→ **Selected passage**
>>>>

It Is Not 2008 Again…Yet
Regulations put in place after the 2008 financial crisis are working, but they obviously didn't go far enough.
On the heels of the spectacular weekend collapse of the twentieth largest bank in America, Silicon Valley Bank (SVB), a regional player in the world of Wall Street houses, but a nonetheless incredibly important lender to the tech, and especially the start-up tech, sector, the government has interceded quickly, hoping to stem a viral panic attack that has already claimed a much smaller New York firm, Signature Bank. Leveraging knowledge gained the hard way (there never seems to be an easy way) from the 2008 collapse, the powers that be knew fast action and a confident public face were necessary to prevent the entire system from collapsing.
In a joint statement, Treasury Secretary, Janet Yellin, Federal Reserve chief, Jerome Powell, and the Federal Deposit Insurance Corporation’s (FDIC) Chair Martin Gruenberg, issued this joint statement: “The U.S. banking system remains resilient and on a solid foundation, in large part due to reforms that were made after the financial crisis that ensured better safeguards for the banking industry. Those reforms combined with today’s actions demonstrate our commitment to take the necessary steps to ensure that depositors’ savings remain safe.”
The best you can say is that we’re not yet in a financial crisis. Rules and regulations changed in the aftermath of the 2008 financial crisis/banking collapse, putting Wall Street’s big banks on more solid footing by demanding larger capital reserves (although still not as large as many prudent observers wished), making them endure multiple and ongoing “stress tests” that simulate responses to the unexpected and unintended consequences of depositors creating bank runs by trying to withdraw more cash from the system than the banks have on hand, and other types of internal and technical crises associated with that same lack of liquidity, as well as unsecured debt that goes bad and leaves institutions holding a really big, really smelly bag.
This time, early on, officials announced plans to make depositors whole above the $250,000 FDIC guarantee. The money to do so (don’t say “bailout”) comes from an insurance pool that banks fund, so, no taxpayer dollar are being spent. It’s a good thing the banks are responsible because 90% of SVB’s depositors were in for amounts greater, and in many cases, much, much greater than then the quarter mill FDIC protects. Only Rebecca of Sunny Brook Farm would be naïve enough to think they won’t pass as much of this unexpected burden onto consumers and customers, but for now, it is safe to say taxpayers won’t directly pay these bills.
Also worth noting is that SVB is unique in the banking industry for its modern, nontraditional customer base. SVB doesn’t loan much to industrial giants like General Motors, or even mature tech companies like IBM. Their stock in trade, as stated, is mostly the start-up world of their namesake valley. That, and tighten your chin straps because the road is bumpy ahead, Crypto, the imaginary currency, or in the parlance of Stephen Colbert, the “magical internet coins,” that, like Icarus, flew high, before their wings melted in the heat of the sun. Remember: sunlight is the best disinfectant, and it has worked its reliable magic with the meltdown first of the Ponzi-inspired FTX Crypto exchange, which, according to Kiplinger’s financial newsletter, has been closely followed by Three Arrows Capital, Alameda Research, Voyager Digital, Genesis BlockFi, and Celsius Network, which have all paused customer withdrawals or filed for bankruptcy after being unable to continue operations.

<<<<

→ **Tasks**
#1 In the article on the Silicon Valley Bank collapse, which much smaller New York firm had the panic already claimed?
#2 Extract everything from "It Is Not 2008" down to "system from collapsing." in the article on the Silicon Valley Bank collapse, copying it word for word.

→ **Dataset excerpts**

>>>>

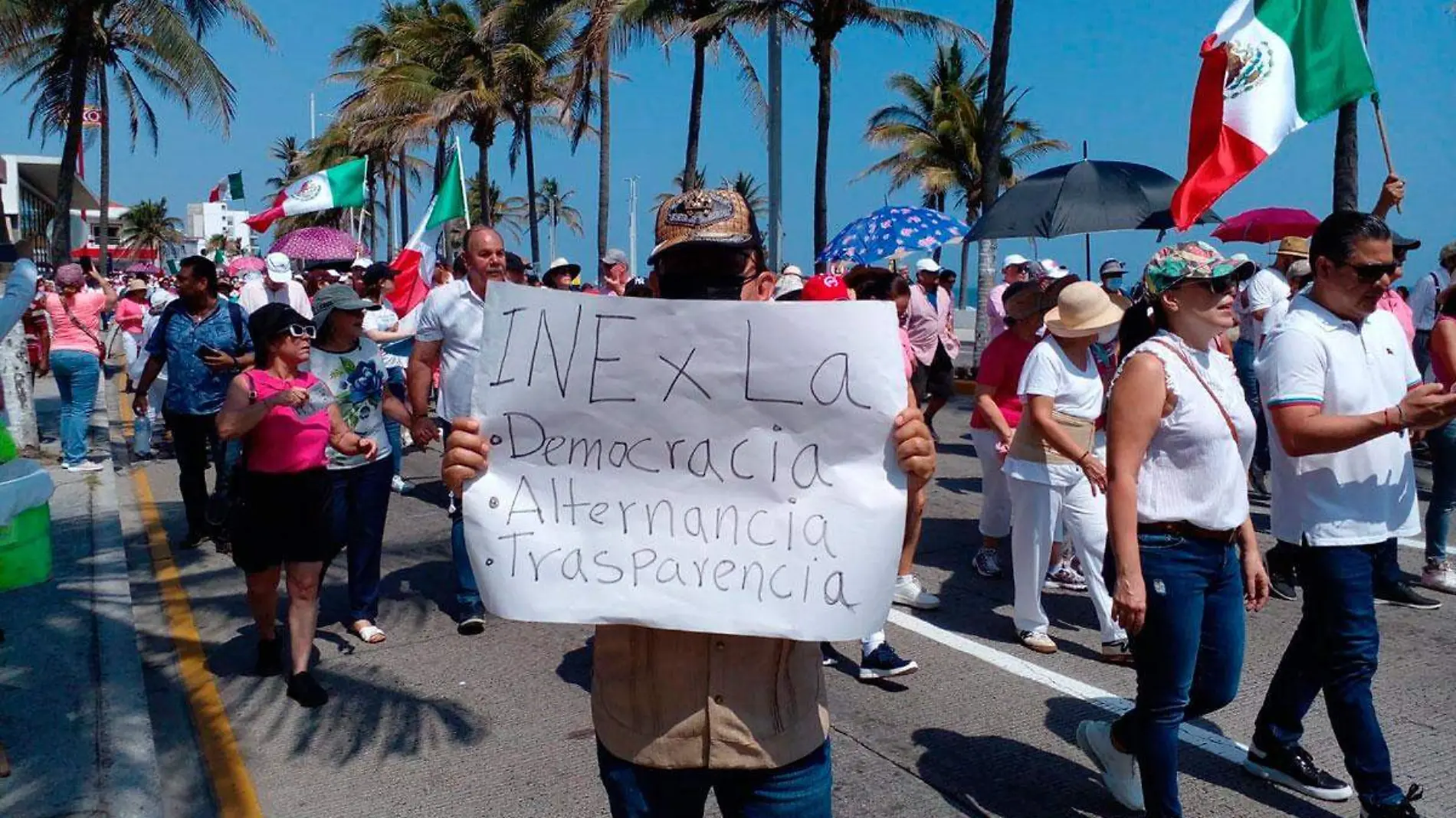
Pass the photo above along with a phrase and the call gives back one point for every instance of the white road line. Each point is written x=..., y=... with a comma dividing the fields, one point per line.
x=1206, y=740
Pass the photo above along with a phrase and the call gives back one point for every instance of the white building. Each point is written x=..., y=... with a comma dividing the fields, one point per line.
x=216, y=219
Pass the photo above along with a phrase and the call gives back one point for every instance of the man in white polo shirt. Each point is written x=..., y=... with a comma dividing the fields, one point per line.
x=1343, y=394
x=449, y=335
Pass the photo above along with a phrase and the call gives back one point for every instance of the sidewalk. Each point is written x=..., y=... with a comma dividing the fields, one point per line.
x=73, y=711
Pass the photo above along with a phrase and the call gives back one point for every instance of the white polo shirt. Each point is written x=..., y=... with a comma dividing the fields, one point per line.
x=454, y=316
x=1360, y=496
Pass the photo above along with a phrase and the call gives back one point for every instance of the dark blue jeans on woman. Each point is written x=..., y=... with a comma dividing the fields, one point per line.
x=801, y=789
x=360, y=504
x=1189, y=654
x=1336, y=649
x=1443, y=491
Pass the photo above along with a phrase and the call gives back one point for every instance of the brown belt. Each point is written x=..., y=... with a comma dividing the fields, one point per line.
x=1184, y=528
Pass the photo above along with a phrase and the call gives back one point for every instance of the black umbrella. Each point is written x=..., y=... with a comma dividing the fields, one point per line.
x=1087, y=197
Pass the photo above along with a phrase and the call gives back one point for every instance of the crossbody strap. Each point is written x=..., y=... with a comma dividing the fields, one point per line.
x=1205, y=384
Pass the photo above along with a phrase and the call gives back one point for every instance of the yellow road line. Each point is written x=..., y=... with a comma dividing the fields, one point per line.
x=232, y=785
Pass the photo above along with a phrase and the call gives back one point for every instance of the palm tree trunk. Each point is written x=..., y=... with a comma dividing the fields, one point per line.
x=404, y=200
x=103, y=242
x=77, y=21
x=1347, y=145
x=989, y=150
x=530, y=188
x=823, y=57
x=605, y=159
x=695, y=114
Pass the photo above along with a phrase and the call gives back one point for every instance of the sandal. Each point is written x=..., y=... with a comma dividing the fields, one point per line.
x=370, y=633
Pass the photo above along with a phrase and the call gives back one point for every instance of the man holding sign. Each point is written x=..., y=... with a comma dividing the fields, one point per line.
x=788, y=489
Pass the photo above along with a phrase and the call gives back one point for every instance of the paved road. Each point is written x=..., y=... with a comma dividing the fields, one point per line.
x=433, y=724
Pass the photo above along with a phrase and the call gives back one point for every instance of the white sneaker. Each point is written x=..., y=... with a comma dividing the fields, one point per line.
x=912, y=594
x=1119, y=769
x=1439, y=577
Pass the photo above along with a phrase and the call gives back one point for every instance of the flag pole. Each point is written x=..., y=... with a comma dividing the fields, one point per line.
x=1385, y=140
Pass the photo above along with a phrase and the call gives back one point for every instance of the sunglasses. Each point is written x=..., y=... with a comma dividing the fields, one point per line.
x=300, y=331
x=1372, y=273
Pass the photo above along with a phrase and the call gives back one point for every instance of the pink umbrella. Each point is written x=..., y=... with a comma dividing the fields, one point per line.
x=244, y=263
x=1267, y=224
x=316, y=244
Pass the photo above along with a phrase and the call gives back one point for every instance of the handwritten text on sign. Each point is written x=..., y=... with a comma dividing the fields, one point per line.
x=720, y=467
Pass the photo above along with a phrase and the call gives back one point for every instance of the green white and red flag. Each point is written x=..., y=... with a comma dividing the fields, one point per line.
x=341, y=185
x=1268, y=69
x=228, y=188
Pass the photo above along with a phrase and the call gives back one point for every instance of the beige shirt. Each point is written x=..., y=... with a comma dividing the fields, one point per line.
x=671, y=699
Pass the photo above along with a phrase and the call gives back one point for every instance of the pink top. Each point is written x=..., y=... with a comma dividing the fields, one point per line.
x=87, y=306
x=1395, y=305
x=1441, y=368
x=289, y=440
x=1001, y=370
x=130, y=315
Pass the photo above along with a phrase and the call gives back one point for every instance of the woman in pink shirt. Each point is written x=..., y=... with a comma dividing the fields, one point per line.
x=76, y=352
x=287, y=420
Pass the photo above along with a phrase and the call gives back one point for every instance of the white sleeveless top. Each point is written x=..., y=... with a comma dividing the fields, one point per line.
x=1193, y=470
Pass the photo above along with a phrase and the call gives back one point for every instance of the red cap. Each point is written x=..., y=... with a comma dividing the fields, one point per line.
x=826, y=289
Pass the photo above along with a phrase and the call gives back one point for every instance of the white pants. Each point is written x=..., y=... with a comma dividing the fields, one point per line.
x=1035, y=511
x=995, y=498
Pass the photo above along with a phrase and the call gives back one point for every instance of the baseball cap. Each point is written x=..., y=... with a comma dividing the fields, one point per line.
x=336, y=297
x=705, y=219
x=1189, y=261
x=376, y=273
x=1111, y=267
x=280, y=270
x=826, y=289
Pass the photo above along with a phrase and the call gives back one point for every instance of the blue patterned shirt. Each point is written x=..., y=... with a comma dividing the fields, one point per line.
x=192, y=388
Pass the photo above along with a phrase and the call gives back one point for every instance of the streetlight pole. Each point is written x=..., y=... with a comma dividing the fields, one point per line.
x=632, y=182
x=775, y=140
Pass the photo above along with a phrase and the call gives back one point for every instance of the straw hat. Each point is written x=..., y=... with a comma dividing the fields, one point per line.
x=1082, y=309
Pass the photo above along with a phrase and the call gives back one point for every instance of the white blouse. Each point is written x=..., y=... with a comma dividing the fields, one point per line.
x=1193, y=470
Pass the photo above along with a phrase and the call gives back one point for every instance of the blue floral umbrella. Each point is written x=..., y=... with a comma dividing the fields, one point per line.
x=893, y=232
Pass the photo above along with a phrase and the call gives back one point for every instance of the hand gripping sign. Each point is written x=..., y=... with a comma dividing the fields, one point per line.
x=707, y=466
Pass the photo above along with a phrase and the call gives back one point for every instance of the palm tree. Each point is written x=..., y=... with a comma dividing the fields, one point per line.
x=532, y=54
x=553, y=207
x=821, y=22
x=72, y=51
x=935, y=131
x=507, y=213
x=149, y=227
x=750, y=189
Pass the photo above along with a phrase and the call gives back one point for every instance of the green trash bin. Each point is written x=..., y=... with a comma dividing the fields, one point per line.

<<<<
>>>>

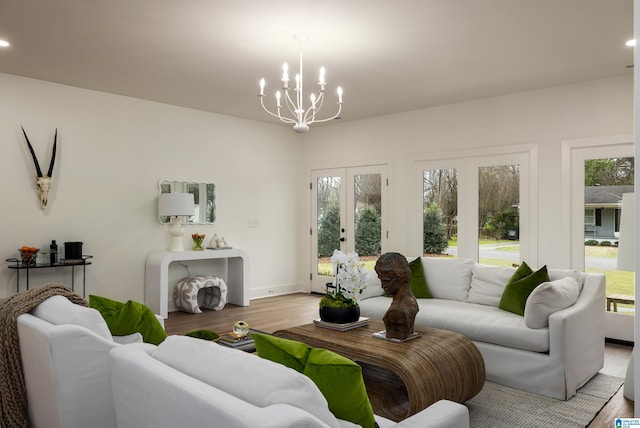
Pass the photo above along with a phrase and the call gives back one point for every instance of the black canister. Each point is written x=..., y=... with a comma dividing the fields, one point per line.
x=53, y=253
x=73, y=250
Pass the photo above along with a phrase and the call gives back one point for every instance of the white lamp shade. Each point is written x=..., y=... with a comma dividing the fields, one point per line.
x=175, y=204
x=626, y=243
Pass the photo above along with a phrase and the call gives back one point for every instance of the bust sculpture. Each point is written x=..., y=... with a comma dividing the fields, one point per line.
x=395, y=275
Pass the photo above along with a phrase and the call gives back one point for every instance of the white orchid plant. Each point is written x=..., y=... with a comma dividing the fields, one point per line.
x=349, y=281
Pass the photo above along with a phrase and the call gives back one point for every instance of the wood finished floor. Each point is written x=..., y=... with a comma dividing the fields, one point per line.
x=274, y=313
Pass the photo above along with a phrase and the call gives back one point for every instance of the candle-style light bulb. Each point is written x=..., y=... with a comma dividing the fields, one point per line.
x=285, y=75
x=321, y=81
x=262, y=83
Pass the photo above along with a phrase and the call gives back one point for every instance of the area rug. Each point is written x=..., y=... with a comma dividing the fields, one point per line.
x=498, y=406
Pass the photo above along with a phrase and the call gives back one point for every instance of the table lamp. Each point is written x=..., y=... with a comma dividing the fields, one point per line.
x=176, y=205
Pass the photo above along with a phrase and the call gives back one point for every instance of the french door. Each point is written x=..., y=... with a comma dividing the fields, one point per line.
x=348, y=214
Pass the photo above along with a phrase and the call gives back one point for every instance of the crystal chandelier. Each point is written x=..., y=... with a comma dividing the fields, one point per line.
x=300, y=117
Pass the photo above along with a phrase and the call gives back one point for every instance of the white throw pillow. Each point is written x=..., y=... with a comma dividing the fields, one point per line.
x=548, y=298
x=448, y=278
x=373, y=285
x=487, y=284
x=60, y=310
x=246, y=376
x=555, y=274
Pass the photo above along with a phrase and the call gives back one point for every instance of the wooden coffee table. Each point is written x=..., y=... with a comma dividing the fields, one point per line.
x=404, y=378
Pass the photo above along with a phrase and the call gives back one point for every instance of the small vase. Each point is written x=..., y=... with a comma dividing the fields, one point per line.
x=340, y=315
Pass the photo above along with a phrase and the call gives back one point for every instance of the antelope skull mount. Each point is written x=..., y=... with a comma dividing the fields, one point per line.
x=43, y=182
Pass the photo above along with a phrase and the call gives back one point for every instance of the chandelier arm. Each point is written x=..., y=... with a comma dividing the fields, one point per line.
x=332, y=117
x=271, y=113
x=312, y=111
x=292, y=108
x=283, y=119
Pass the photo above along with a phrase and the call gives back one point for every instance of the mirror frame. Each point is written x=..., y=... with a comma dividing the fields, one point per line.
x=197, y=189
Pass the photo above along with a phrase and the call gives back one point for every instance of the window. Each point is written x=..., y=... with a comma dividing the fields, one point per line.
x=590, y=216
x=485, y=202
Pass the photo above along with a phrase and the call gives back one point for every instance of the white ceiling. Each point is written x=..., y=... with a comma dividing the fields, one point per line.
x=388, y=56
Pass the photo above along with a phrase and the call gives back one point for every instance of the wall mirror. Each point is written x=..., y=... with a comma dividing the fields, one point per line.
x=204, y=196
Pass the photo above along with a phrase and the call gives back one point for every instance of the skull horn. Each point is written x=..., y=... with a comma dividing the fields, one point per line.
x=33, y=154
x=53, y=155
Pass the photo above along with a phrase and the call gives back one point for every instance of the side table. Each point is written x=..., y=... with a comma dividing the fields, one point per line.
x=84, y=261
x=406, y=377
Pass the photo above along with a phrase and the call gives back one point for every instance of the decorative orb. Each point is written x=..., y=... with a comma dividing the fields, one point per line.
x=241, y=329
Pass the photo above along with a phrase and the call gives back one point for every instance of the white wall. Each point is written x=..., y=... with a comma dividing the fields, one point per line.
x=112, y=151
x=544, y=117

<<<<

→ **Written answers**
#1 Signature Bank

#2
It Is Not 2008 Again…Yet
Regulations put in place after the 2008 financial crisis are working, but they obviously didn't go far enough.
On the heels of the spectacular weekend collapse of the twentieth largest bank in America, Silicon Valley Bank (SVB), a regional player in the world of Wall Street houses, but a nonetheless incredibly important lender to the tech, and especially the start-up tech, sector, the government has interceded quickly, hoping to stem a viral panic attack that has already claimed a much smaller New York firm, Signature Bank. Leveraging knowledge gained the hard way (there never seems to be an easy way) from the 2008 collapse, the powers that be knew fast action and a confident public face were necessary to prevent the entire system from collapsing.